Copy exactly the line that contains "For every instance of the woman" plus all remaining lines of the data, and leave out every line before it.
==== Material supplied
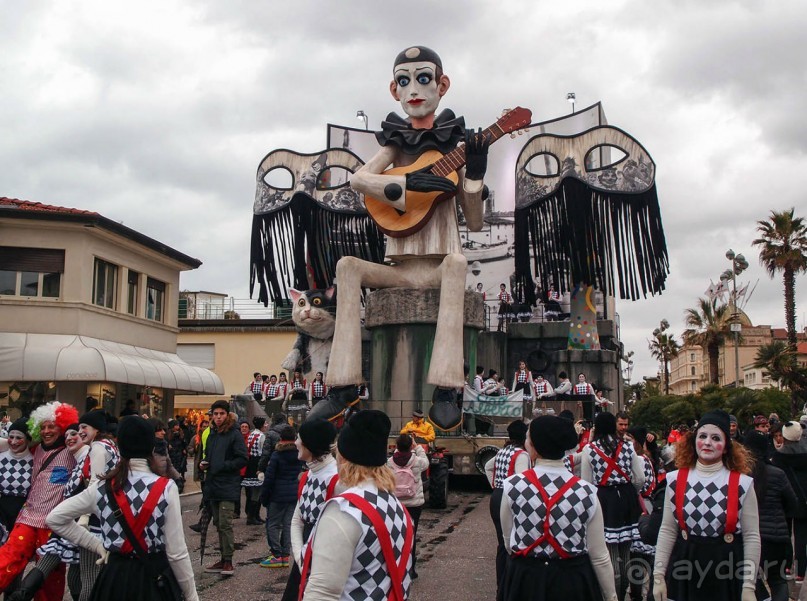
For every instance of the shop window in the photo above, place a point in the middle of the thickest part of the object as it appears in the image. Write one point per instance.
(31, 272)
(104, 284)
(155, 299)
(131, 292)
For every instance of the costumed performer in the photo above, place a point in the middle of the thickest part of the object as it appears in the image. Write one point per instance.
(361, 548)
(53, 463)
(141, 525)
(552, 525)
(710, 520)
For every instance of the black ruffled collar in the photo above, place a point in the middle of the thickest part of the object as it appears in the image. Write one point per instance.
(447, 132)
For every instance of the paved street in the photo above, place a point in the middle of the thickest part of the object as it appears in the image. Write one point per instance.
(456, 553)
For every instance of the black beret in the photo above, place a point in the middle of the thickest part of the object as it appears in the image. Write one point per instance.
(135, 437)
(363, 439)
(418, 54)
(317, 436)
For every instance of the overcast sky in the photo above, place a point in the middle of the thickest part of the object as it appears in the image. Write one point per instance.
(156, 114)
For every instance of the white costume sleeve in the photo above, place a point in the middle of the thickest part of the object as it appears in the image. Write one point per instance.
(336, 537)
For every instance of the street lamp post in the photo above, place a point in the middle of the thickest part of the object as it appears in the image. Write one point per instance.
(738, 265)
(362, 116)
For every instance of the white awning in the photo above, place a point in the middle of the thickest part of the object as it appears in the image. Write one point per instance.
(59, 358)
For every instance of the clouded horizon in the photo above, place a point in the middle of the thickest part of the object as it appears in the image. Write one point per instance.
(157, 114)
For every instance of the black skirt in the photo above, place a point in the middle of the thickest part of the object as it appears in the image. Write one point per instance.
(705, 568)
(533, 579)
(620, 512)
(127, 578)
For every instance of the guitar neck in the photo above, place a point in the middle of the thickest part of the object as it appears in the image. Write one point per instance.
(456, 158)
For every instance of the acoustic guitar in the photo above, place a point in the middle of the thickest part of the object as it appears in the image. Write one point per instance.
(420, 205)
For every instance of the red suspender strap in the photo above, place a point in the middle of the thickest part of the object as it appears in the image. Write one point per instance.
(301, 484)
(680, 493)
(138, 524)
(511, 469)
(733, 503)
(549, 503)
(396, 570)
(611, 464)
(331, 486)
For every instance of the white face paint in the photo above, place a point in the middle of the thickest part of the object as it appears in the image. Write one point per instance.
(417, 88)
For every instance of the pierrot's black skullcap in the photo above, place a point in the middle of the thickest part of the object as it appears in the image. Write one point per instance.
(418, 54)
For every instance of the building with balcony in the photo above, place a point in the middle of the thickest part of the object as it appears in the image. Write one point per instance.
(89, 309)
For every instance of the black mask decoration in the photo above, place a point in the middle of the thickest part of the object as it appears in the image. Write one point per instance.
(588, 217)
(300, 232)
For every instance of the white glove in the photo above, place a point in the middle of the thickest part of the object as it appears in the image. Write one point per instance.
(748, 594)
(660, 589)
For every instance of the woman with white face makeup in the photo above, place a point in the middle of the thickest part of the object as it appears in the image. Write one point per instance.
(709, 543)
(15, 475)
(102, 458)
(57, 550)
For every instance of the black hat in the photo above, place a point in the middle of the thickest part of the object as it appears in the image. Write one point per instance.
(135, 437)
(363, 439)
(552, 436)
(220, 404)
(517, 431)
(418, 54)
(317, 436)
(94, 418)
(20, 425)
(717, 418)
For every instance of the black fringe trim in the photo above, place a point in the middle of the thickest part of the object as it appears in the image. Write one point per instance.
(578, 236)
(302, 242)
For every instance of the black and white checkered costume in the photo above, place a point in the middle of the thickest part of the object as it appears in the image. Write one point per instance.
(67, 552)
(501, 464)
(15, 473)
(254, 448)
(369, 578)
(569, 517)
(136, 490)
(706, 501)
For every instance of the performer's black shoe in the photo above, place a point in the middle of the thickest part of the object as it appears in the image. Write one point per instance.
(444, 413)
(335, 403)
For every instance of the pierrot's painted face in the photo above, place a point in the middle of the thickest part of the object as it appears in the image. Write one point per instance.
(417, 88)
========
* Result below
For every instance of the woman with white face makeup in the photo above, place a point in the middle of the thickest part of the object as it appears in the image. Write one point per instance.
(709, 543)
(15, 475)
(102, 458)
(57, 550)
For every instance of the black hat in the photo above, place a point in the middle of the thickest part of the object as it appears in the image. Write one point per instance.
(135, 437)
(363, 439)
(552, 436)
(220, 404)
(517, 431)
(418, 54)
(317, 436)
(94, 418)
(20, 425)
(717, 418)
For every instance of the black fringe trim in the photo above, place a point in the middle of the thickest part of the object as it appears in the image. Write one point per instance.
(578, 236)
(302, 242)
For every instance of the black and white checkered costume in the photo above, place a point in the middle of the thickest part of the object as it appears in the image. Write one point per instance.
(67, 552)
(501, 464)
(15, 473)
(254, 448)
(369, 578)
(569, 517)
(136, 490)
(706, 501)
For every instance of the performer's black shoe in the photo above, place a point in the middle of the thickest part of the object as it appears in the image. Write one point per instance.
(444, 413)
(335, 403)
For every instance of the pierrot's painted face in the photo above, place a point in the middle of the thickest part of the object as it appears in the image. Write one point per instance.
(417, 88)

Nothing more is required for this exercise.